*Selected excerpt*
━━━━
Heres my example to explain it...
Oil rises naturally to the surface (fact)... and In an anticline structure Oil fills up high points... Imagine like an upside down ice cream cone where oil pushes to the tip of the cone...
The Maui-4 well was not drilled near the tip, it was drilled closer to the top of the cone.. (on the edge of the structure)...
Im sure of it that the top of the cone will be hit this time... Oil is there in place, its same stucture as Maari main field...

If you do your own research you will find exactly what I am saying is true...

Recoverable resource of 25million barrels average, with up to over 100 million barrels potential in place...
very similar to the Main field apart from M2a Sands are not present in Manaia...
Currently we have a 50million barrel oil development with water injectors...
*The crude quality has a high Wax content and has a small premium to the Brent Crude benchmark...*
Using downhole electric heating and FPSO tank heating...(added risk)
━━━━
*What to do*
1. In the oil-field post, which sands does the main field have that are not present in Manaia?
2. Extend the oil-field post with a few sentences in the same voice, picking up right after its last line.

*Material supplied*
━━━━
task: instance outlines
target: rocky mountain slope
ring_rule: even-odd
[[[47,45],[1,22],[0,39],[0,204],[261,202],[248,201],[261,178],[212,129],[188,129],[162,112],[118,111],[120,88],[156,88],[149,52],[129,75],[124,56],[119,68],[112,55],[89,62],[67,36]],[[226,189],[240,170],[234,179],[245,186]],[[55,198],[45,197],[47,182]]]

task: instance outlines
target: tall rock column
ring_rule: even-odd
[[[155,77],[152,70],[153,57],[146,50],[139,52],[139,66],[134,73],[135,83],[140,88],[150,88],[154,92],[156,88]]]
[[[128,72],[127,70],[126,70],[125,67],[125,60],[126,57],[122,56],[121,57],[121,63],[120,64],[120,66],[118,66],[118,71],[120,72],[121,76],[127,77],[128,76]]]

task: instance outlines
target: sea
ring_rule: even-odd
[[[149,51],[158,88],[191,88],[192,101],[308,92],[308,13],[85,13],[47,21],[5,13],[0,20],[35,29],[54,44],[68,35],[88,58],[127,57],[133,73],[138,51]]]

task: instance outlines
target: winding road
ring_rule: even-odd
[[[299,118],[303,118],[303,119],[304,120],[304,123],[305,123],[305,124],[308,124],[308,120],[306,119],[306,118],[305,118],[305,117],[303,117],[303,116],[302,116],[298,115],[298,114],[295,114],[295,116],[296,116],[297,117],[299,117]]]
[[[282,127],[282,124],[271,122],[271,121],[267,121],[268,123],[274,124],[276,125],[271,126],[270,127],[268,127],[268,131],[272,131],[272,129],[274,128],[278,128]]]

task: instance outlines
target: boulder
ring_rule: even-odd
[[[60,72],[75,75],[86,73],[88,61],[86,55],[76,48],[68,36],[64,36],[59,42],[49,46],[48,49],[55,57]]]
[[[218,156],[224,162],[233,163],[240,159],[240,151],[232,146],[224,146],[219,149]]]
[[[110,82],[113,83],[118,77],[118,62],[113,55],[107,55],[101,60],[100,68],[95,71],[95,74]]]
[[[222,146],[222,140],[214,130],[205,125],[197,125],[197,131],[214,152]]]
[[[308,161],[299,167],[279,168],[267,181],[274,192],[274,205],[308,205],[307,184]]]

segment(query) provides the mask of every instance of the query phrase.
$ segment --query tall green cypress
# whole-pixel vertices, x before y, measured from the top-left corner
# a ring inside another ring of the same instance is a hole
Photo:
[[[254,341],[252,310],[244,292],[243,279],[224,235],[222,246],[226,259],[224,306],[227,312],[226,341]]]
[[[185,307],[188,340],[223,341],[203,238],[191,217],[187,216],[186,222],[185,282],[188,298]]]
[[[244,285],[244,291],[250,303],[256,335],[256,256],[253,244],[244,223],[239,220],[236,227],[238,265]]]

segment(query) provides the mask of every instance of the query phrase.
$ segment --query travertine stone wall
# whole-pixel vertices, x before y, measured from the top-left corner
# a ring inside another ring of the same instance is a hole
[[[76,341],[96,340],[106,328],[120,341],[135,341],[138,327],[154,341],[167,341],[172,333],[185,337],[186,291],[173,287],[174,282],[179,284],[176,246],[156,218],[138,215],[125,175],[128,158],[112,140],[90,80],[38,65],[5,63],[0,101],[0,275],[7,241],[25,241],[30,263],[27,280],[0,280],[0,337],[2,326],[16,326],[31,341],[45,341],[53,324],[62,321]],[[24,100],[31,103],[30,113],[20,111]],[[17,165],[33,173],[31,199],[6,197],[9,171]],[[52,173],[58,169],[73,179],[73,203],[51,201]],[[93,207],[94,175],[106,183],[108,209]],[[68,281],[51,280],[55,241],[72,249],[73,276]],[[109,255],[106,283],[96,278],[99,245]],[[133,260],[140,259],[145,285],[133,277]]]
━━━━
*Responses to the exercise*
1. The M2a Sands.

2.
First production in september... Each development well will be connected to production after they hit the oil ....
Upside recoverable could be up to 100% more Oil in total...

100 million barrels of oil at a shot, but this will take further work, and all the dots will have to be connected.....
The Manaia prospect reserves, main field M2a, and Kapuni target has not yet been included in the main field development reserves and represent big upside...
Right now we can bank on 50M recoverable... I hope we can bank on 50 million more recoverable... its a wait and see, (with no downside risk, as downside risk is hedged against forward looking production)....
...
OCT well ZEUS, free carried and one of the most highly anticipated offshore wells in Auzzie waters of this year... 
CUE will get its re-rate just like NZO, and it will be bigger in percentage terms than NZO's... SP could very likely head lower (before it starts to run)...
Manaia is low risk increase to current reserves... This will perform...
....
On current forward revenues, CUE is worth 50cents... CUE has ultimate exploration drilling with ZEUS highly anticipated well of the Year....
I am giving this stock the ramp that it deserves...
I filled my position today at 21cents...
Have been in and out of it over the last five years, but am here to stay now, with Multiple developments coming onstream over the next few years including, Maari, Oyong Gas, Wortel
sure fire 100% returns in the next year to be made...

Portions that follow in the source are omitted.